* EXERCISE A:
Which film does the blog post on gender and sexuality describe a scene from?

* begin EXTRACT TO READ *

Monday, October 19, 2009

Of Gender , Sexuality and other Disasters

One of my friends asked me to chair a session or two at the forthcoming one-day seminar on ` Gay and Lesbian Studies: The Indian Context' and she said that one of my colleagues had turned down the offer because he was ` straight' and ` still interested in women'. Not very funny perhaps.

I agreed to the idea even if it was not my area of academic research. The area of gender and sexuality is probably one of the most interesting area of research probably. If someone stupid would ask me why I am poking my straight nose into this queer area,I would reply by describing a scene from a very very funny and interesting film ` Love and Other Disasters' where Mathew Rhys who plays a gay room mate of Brittany Murphy  and Santiago Cabera go out for dinner as it is `set up' by Murphy  who thinks that Santiago is gay and sweet for Rhys. Rhys character is obviously shocked when Cabera's character tells him that he is straight and not gay. Funnily, Rhys' character asks him ` Straight? Since when?', to which Santiago says that he is straight since he was eight and however hard he tried to develop interest in men, he would end up with women. The humour is largely due to inversion of the usual situation where it is the `straight' who would ask such questions to the gay and it would be the gay person who would give such a reply. The point probably is that heterosexuality too is as much a construct as homosexuality is. So my answer would be same as that of Santiagos but at the same time it would betray an awareness that people are not born straight, they become one.

* end EXTRACT TO READ *

* EXERCISE B:
Filter the listing below, copying each line that contains the string "snow".

* begin THE DATA *

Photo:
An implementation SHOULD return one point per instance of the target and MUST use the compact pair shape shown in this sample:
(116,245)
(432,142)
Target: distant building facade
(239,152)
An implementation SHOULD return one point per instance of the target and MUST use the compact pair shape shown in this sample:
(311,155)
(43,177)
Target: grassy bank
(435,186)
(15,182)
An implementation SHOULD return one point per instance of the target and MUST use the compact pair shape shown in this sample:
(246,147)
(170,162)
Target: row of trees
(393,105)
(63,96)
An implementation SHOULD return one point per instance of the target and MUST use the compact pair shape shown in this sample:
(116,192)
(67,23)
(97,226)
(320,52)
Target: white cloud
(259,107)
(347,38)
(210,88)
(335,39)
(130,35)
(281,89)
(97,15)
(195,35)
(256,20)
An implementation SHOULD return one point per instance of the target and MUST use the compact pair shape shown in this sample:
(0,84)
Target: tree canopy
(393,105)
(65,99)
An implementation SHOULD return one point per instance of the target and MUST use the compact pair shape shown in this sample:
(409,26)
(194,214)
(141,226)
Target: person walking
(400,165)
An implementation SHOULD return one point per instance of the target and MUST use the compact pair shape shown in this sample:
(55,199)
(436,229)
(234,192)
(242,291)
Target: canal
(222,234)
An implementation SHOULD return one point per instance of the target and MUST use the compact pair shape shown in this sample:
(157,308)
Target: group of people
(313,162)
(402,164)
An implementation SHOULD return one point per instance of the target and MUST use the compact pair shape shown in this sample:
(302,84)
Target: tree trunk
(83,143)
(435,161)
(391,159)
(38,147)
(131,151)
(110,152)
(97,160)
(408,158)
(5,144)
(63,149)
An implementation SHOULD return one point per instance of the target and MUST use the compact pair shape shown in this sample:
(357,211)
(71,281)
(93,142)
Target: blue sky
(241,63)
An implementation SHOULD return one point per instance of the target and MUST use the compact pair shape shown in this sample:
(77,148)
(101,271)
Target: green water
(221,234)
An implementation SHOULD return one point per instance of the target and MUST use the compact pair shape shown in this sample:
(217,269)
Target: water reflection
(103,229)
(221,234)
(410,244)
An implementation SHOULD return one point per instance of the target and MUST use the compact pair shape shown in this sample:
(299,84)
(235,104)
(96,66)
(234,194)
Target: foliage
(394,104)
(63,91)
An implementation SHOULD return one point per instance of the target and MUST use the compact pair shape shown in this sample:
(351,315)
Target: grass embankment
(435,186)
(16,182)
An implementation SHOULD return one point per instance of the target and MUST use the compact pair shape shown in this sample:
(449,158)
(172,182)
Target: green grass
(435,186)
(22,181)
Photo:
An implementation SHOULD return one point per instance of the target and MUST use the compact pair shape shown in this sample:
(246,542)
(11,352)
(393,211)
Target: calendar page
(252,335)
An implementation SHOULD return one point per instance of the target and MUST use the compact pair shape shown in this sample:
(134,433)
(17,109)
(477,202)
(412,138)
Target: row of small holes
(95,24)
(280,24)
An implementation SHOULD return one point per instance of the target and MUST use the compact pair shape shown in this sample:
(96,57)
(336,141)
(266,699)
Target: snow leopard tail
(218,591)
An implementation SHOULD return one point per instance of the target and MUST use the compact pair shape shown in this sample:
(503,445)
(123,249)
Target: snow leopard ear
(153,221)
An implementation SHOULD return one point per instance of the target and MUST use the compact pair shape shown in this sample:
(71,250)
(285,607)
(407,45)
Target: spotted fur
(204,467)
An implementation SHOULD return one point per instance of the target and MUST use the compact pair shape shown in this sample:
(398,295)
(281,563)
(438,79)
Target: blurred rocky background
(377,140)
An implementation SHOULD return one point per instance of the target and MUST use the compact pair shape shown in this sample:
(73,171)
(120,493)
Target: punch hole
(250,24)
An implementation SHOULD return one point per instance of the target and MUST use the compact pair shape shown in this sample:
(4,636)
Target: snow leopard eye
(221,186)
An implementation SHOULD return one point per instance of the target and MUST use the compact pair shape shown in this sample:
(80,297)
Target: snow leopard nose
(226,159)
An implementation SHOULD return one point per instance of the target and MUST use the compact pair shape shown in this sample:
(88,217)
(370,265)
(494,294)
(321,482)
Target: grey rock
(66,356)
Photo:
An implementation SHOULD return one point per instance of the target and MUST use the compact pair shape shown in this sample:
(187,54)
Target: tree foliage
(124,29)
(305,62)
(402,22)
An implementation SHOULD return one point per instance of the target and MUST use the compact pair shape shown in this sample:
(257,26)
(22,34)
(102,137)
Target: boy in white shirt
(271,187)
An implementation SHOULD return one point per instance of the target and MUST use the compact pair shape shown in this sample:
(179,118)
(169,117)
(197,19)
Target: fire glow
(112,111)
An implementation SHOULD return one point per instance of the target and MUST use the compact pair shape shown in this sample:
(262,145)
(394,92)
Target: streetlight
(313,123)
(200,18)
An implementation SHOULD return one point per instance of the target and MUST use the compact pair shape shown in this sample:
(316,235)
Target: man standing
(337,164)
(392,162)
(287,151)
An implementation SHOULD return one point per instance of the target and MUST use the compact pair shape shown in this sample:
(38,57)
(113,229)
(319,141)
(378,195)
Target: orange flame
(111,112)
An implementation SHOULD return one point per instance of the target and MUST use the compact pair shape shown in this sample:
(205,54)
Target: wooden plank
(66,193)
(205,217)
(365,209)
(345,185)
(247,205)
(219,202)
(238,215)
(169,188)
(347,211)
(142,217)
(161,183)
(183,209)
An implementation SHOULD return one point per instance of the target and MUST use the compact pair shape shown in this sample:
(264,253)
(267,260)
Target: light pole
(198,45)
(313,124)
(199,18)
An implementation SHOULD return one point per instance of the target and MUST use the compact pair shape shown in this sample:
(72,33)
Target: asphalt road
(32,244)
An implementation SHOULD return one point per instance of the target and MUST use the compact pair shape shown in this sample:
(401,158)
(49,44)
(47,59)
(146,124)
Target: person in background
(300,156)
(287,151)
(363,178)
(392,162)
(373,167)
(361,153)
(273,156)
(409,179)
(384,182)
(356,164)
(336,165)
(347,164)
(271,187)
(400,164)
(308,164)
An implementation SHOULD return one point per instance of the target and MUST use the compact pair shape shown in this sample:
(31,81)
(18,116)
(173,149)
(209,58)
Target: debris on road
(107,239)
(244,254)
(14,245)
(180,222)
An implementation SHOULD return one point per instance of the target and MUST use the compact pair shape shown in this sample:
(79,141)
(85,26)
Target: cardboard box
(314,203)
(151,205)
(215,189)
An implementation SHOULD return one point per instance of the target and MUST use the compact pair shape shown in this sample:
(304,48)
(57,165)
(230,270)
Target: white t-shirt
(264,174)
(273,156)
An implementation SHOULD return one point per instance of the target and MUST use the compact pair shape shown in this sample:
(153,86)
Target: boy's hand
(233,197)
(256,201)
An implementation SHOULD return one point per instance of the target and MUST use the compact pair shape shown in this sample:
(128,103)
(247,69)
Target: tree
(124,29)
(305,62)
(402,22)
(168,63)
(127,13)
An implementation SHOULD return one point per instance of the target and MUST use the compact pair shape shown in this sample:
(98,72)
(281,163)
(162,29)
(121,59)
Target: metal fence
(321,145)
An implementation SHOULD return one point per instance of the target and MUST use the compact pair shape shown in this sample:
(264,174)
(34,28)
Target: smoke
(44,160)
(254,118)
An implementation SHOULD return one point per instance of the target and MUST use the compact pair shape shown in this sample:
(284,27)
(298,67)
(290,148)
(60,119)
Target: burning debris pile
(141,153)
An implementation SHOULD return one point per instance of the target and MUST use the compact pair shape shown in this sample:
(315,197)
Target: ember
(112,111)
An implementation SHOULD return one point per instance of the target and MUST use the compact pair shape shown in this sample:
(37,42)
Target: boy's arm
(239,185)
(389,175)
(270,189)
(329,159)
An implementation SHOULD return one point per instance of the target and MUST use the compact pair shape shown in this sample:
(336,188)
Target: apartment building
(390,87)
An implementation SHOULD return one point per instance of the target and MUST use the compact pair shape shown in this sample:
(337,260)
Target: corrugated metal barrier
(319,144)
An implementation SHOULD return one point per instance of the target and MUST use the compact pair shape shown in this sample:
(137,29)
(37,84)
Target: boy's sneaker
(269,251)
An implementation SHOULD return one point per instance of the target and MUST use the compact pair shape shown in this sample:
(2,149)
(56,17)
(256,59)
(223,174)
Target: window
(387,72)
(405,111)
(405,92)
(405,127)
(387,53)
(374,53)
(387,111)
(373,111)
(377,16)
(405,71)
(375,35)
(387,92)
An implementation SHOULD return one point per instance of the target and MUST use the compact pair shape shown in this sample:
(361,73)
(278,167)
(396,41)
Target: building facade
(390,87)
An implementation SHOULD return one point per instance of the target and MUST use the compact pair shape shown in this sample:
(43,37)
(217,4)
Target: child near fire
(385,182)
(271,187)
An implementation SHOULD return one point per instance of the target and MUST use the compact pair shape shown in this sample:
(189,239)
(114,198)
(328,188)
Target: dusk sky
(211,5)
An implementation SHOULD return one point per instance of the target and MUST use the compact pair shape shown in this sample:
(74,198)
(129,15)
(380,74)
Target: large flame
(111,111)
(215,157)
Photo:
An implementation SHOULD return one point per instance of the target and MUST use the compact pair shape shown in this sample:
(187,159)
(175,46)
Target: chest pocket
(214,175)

* end THE DATA *

* CORRECT RESPONSE A:
Love and Other Disasters

* CORRECT RESPONSE B:
Target: snow leopard tail
Target: snow leopard ear
Target: snow leopard eye
Target: snow leopard nose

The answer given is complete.